**DOCUMENT EXTRACT:**
Labor savings
I will now examine what portion of this labour might be dispensed
with, in case it should be deemed advisable to compute these or any
similar tables of equal extent by the aid of the engine I have referred
to.
In the first place, the labour of the first section would be
considerably reduced, because the formulae used in the great work I
have been describing have already been investigated and published.
One person, or at the utmost two, might therefore conduct it.
If the persons composing the second section, instead of delivering
the numbers they calculate to the computers of the third section,
were to deliver them to the engine, the whole of the remaining
operations would be executed by machinery, and it would only be
necessary to employ people to copy down as fast as they were able the
figures presented to them by the engine. If, however, the contrivances
for printing were brought to perfection and employed, even
this labour would be unnecessary, and a few superintendents would
manage the machine and receive the calculated pages set up in type.

**SHORT PROBLEM:**
Transcribe the labor-savings passage word for word between "Labor savings" and "therefore conduct it.", inclusive.

**GIVEN DATA:**

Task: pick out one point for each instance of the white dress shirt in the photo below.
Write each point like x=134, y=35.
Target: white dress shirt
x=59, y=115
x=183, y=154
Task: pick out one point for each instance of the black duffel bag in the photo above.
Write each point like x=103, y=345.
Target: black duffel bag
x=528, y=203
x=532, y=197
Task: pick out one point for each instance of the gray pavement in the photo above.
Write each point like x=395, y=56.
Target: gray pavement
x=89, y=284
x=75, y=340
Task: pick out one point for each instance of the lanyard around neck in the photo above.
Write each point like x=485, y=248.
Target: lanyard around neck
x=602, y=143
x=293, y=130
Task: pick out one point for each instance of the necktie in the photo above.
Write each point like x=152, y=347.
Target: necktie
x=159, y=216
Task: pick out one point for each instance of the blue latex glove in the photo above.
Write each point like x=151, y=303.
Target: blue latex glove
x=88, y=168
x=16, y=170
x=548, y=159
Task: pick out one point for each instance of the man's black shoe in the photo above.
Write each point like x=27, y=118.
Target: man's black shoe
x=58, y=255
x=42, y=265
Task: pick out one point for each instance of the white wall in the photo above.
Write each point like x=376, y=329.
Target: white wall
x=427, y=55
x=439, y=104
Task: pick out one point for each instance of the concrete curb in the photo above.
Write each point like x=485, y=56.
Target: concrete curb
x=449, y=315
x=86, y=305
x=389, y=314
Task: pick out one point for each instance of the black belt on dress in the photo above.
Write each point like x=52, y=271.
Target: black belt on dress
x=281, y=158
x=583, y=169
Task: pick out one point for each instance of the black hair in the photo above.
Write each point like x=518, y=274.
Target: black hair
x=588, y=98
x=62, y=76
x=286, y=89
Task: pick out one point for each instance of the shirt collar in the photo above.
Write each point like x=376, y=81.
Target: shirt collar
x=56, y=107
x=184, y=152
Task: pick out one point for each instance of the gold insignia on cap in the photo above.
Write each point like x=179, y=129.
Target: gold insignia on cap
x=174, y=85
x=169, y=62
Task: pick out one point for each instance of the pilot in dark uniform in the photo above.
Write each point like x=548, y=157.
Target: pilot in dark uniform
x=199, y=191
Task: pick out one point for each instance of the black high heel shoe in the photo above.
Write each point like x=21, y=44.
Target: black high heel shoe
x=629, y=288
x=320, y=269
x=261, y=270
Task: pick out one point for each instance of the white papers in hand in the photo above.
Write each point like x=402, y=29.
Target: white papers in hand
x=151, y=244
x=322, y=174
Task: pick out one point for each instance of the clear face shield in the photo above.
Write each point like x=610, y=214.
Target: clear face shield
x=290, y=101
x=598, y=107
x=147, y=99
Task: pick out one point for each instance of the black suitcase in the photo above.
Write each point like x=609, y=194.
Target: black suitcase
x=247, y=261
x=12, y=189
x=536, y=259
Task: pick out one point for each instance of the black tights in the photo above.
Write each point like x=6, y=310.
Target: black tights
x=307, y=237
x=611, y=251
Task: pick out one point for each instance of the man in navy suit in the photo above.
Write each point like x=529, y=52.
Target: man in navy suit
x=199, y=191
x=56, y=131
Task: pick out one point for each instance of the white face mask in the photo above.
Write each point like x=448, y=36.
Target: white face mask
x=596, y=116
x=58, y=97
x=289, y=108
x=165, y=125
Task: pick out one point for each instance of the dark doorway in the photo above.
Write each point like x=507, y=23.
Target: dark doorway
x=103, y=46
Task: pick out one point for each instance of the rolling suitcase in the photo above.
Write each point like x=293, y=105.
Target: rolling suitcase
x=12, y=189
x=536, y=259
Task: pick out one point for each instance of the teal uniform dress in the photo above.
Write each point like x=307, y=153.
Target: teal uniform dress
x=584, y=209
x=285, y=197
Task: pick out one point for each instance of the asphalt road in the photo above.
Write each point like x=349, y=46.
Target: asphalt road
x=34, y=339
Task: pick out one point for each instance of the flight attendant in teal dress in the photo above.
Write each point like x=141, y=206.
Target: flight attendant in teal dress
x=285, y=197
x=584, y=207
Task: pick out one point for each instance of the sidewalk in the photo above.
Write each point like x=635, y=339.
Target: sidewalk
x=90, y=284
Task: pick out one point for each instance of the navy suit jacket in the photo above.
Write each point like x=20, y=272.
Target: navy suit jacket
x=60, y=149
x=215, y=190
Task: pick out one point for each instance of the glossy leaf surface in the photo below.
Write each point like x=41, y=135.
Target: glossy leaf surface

**THE ANSWER:**
Labor savings
I will now examine what portion of this labour might be dispensed
with, in case it should be deemed advisable to compute these or any
similar tables of equal extent by the aid of the engine I have referred
to.
In the first place, the labour of the first section would be
considerably reduced, because the formulae used in the great work I
have been describing have already been investigated and published.
One person, or at the utmost two, might therefore conduct it.